**Work to complete**
Count the lines in the items below that contain the string "beige", and reply with the number alone.

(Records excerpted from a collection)
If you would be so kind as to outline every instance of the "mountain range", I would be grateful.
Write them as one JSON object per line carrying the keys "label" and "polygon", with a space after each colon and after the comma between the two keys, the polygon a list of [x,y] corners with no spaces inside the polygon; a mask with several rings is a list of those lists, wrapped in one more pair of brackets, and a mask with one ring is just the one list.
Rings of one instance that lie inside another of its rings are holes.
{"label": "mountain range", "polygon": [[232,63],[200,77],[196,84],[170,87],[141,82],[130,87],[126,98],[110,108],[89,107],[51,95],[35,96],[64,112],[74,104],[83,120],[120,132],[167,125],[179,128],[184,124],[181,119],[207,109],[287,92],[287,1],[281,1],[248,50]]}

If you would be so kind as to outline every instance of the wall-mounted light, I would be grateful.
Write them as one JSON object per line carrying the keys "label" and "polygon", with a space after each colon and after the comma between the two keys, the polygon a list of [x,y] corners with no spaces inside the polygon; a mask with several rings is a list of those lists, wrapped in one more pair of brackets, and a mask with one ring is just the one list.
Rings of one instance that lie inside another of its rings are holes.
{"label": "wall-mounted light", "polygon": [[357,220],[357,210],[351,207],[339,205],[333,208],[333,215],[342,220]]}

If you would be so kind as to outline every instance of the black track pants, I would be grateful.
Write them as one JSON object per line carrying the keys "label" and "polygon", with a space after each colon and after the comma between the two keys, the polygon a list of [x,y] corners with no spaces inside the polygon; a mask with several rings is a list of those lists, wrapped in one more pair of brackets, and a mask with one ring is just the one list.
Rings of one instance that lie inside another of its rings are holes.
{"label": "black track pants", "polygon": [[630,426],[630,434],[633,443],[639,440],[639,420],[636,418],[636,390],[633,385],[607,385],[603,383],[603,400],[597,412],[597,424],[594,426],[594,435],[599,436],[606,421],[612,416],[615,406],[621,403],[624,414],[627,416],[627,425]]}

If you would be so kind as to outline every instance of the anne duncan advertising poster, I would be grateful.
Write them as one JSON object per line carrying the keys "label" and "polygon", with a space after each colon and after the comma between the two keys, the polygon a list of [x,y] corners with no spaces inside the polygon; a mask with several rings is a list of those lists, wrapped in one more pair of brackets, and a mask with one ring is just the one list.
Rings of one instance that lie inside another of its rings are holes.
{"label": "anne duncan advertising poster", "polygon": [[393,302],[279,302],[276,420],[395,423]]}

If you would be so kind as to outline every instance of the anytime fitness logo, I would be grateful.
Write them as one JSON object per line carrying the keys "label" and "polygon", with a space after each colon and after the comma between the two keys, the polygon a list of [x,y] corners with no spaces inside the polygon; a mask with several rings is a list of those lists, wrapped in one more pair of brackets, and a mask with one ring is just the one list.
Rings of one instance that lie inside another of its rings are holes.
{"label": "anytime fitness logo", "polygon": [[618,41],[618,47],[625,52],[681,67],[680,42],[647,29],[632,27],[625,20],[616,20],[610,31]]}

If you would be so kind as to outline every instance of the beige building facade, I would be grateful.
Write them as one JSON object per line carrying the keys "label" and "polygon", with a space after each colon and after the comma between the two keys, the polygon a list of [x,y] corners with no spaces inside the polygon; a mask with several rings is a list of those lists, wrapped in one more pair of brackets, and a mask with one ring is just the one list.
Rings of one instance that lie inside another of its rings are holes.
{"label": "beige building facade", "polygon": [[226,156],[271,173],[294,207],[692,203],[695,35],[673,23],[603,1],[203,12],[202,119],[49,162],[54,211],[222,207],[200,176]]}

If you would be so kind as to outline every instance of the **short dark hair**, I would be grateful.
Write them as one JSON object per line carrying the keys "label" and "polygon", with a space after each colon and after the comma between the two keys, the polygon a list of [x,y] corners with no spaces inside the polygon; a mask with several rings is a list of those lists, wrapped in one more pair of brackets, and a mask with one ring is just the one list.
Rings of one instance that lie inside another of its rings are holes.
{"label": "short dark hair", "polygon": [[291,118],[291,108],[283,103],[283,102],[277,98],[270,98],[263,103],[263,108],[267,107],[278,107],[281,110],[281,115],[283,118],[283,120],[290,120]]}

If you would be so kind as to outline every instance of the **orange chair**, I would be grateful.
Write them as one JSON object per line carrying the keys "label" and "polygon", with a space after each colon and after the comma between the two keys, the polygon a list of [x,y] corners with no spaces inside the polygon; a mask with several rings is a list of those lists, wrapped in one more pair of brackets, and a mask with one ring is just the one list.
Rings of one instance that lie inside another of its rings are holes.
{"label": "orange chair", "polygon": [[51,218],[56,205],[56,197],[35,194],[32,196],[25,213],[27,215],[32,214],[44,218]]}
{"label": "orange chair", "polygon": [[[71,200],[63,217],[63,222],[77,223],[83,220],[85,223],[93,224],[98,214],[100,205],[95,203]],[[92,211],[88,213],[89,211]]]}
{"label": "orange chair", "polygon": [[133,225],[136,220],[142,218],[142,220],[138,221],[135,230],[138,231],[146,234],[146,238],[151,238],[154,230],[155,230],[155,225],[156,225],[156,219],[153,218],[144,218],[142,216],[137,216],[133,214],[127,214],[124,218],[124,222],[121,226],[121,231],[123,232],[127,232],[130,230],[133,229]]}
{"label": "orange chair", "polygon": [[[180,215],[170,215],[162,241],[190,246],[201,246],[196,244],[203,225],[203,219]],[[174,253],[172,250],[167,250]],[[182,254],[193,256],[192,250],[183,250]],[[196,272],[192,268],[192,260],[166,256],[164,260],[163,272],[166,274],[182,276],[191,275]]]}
* * *
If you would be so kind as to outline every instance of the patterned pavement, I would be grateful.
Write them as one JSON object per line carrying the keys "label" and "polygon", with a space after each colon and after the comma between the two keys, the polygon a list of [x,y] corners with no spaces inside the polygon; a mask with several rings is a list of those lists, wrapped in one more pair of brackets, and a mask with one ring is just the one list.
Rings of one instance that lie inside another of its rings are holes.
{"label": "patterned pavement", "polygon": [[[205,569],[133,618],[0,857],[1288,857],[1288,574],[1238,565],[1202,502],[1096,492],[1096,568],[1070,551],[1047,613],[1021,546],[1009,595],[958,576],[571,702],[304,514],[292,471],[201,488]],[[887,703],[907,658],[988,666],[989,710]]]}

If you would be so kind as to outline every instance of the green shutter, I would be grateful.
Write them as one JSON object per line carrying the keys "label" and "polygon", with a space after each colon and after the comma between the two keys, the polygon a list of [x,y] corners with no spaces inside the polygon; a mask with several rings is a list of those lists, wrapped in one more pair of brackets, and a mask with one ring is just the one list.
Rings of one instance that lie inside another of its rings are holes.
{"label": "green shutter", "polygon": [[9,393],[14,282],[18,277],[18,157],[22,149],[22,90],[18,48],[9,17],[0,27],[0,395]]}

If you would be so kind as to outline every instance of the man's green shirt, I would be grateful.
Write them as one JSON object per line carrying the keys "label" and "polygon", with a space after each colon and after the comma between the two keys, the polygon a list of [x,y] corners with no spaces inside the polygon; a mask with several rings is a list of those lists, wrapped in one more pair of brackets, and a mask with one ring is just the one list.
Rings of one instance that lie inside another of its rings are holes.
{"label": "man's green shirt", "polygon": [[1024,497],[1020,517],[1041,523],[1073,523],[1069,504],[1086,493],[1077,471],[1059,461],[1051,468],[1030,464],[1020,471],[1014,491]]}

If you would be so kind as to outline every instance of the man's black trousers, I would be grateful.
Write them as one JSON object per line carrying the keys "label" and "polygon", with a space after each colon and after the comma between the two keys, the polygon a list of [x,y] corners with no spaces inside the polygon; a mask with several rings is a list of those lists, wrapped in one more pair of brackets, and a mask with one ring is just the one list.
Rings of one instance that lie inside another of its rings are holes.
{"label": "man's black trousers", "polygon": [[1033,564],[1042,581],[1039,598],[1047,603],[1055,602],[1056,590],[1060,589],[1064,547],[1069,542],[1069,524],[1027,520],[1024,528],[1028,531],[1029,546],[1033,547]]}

**Final result**
2